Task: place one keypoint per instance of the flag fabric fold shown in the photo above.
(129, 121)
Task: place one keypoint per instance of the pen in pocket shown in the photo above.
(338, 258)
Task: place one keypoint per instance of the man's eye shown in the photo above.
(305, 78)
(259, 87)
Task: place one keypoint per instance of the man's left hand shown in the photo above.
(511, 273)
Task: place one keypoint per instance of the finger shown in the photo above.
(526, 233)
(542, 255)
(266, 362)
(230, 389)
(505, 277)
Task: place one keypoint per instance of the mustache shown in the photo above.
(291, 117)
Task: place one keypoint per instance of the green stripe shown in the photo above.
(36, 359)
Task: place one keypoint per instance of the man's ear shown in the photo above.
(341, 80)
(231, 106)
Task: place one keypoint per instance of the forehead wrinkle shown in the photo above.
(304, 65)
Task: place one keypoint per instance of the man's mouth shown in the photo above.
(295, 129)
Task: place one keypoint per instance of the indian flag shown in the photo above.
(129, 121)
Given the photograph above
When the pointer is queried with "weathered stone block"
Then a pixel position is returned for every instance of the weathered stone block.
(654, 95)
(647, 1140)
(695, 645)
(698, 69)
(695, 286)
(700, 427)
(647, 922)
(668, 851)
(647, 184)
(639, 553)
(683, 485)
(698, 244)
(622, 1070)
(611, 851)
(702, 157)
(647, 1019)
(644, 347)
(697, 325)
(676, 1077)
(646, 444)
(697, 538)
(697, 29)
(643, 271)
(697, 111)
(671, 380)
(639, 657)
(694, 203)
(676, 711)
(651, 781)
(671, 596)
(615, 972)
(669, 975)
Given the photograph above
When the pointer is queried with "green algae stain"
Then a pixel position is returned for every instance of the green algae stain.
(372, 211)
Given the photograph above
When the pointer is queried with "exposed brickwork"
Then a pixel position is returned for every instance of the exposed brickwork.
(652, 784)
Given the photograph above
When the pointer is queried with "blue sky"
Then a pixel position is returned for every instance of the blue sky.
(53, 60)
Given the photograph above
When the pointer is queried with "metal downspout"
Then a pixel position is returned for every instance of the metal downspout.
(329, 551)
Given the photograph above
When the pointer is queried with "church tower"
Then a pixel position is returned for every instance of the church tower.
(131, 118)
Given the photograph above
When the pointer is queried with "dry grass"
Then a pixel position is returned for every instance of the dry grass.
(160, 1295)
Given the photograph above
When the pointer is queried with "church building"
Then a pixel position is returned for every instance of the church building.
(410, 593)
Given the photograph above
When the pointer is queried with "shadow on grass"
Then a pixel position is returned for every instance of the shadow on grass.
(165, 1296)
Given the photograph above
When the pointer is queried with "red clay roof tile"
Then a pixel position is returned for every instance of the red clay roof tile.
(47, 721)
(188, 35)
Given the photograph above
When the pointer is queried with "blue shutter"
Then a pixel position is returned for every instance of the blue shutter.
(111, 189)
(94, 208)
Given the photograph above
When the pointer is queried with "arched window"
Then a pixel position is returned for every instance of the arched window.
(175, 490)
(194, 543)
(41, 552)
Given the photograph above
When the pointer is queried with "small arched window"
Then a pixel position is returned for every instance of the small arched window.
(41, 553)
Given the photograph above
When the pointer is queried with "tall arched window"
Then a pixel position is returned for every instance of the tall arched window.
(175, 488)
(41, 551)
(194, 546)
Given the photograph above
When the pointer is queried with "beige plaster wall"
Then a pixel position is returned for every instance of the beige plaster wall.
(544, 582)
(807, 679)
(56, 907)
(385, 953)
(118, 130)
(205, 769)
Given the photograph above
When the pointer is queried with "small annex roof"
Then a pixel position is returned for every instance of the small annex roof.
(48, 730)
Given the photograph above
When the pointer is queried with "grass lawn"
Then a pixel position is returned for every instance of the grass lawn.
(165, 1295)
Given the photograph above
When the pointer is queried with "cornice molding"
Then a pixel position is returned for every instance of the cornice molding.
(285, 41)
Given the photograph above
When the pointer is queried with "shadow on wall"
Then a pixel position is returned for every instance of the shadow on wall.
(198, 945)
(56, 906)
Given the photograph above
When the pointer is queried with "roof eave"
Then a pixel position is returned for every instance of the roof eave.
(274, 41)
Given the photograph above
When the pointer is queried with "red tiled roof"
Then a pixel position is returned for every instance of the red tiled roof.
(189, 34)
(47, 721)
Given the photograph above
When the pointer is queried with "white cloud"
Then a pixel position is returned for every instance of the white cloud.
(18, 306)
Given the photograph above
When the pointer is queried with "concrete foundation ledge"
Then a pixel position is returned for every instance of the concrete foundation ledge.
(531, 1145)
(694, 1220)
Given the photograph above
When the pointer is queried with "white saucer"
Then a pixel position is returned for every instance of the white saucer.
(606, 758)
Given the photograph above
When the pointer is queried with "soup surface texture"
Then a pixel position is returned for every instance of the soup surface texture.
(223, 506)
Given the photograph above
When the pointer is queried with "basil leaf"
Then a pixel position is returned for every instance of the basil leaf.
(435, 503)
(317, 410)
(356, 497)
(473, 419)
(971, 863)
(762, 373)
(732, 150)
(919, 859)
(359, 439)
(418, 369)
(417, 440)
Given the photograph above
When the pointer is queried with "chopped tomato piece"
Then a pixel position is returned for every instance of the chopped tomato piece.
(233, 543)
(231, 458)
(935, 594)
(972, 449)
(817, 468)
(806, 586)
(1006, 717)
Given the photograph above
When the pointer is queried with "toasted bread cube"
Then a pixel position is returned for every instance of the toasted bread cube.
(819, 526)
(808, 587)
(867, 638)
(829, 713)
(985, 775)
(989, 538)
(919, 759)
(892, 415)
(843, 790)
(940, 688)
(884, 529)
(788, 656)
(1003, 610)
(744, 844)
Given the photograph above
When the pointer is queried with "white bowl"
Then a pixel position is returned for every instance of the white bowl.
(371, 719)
........
How many lines in the material above contain the word "foundation"? Reply with the number alone.

2